— Supplied material —
+-------+

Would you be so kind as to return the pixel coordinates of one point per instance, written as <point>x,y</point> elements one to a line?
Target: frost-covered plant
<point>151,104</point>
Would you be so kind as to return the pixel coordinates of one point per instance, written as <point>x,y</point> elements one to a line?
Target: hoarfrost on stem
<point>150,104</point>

+-------+

— Task statement —
Rewrite all of the records above, keeping the requests, and scale every point coordinate in the answers by 2.15, rounding each result to a whole number with halves rounded up.

— Output below —
Would you be so kind as to return the pixel coordinates of one point per instance, written as <point>x,y</point> elements one to a line?
Target: frost-covered plant
<point>325,224</point>
Would you be so kind as to return the pixel coordinates of one point per instance, written as <point>x,y</point> elements one to a line?
Target: hoarfrost on stem
<point>323,224</point>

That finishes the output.